## Source extract:

5. The Germans are completely responsible for the development of a typhus epidemic in Warsaw, and in particular in the ghetto. When the ghetto was established in 1940, there were twelve cases of typhus in the whole of Warsaw. The epidemic could be considered contained. Staring from February 1941, the Jews were resettled from nearby towns and villages to the Warsaw ghetto. This increased the population density in the already overcrowded flats in the Jewish district, and made it impossible for the health services to fight typhus. The displaced Jews came to the ghetto in a horrible condition; they had already been robbed of everything, they were dirty and hungry. They brought typhus germs with them, and it was impossible to disinfect them, due to an insufficient number of baths. This created conditions that were conducive to the spread of the epidemic, which broke out in the ghetto again, peaking in the summer, which is never the case with typhus. The number of typhus cases in the ghetto in 1941 was equal to – according to official reports – around eighteen thousand. In reality, according to the opinions of the doctors from the ghetto, there were as many as up to one hundred thousand cases. In the Aryan quarter, three thousand people contracted typhus in 1941. The method of fighting the epidemic imposed on us by the Germans was not only futile, but sometimes even harmful. The Germans ordered compulsory closing of houses in which cases of typhus were detected. The same went for the neighboring houses. They ordered compulsory disinfection of all flats and all residents of households in which there was a case of typhus. This was connected with a two-week compulsory quarantine of the patient’s entire surroundings. In practice, these orders could not be followed and provided a pretext for abuse. The quarantine could not be imposed in the ghetto at all, since this would require the opening of an institution with several thousand beds. The fight against typhus was also difficult because the Germans distributed only 10 grams of liquid grey soap per person for the baths, and apart from that, since there was no coal, many baths were closed. The Germans did not distribute any towels either, which made it troublesome to use the baths.
6. The Germans contributed towards an increase in venereal diseases, issuing, at the beginning of the occupation, an order to unconditionally treat all women with gonorrhea in hospitals, even if it was completely certain that a given woman would not be an infectious carrier of the disease. As a result of this order, women ceased seeking treatment in healthcare institutions and private clinics, which resulted in the rising incidence of gonorrhea. Apart from that, the Germans established many brothels for soldiers and civilians.
The following persons can tell the most about the situation in the health service:
1. The head of the health service, Doctor Rutkiewicz (residing in Bagatela Street 10), 2. Doctor Kazimierz Sroczyński (residing in Łódź),
3. Doctor Mockałło (Chocimska Street 24, Ministry of Health),
4. Doctor Okolski, director of the Child Jesus Hospital [Szpital Dzieciątka Jezus] (Nowogrodzka Street),
5. Doctor Janina Misiewicz (the Wolski Hospital [Szpital Wolski], Płocka Street 26).

## Exercise details:
Repeat, word for word, the part of the passage on disease in occupied Warsaw that begins with the words containing "The following persons" and ends with "Płocka Street 26).".

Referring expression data
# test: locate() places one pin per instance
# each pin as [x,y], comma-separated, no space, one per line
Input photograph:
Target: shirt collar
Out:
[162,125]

## Task result:
The following persons can tell the most about the situation in the health service:
1. The head of the health service, Doctor Rutkiewicz (residing in Bagatela Street 10), 2. Doctor Kazimierz Sroczyński (residing in Łódź),
3. Doctor Mockałło (Chocimska Street 24, Ministry of Health),
4. Doctor Okolski, director of the Child Jesus Hospital [Szpital Dzieciątka Jezus] (Nowogrodzka Street),
5. Doctor Janina Misiewicz (the Wolski Hospital [Szpital Wolski], Płocka Street 26).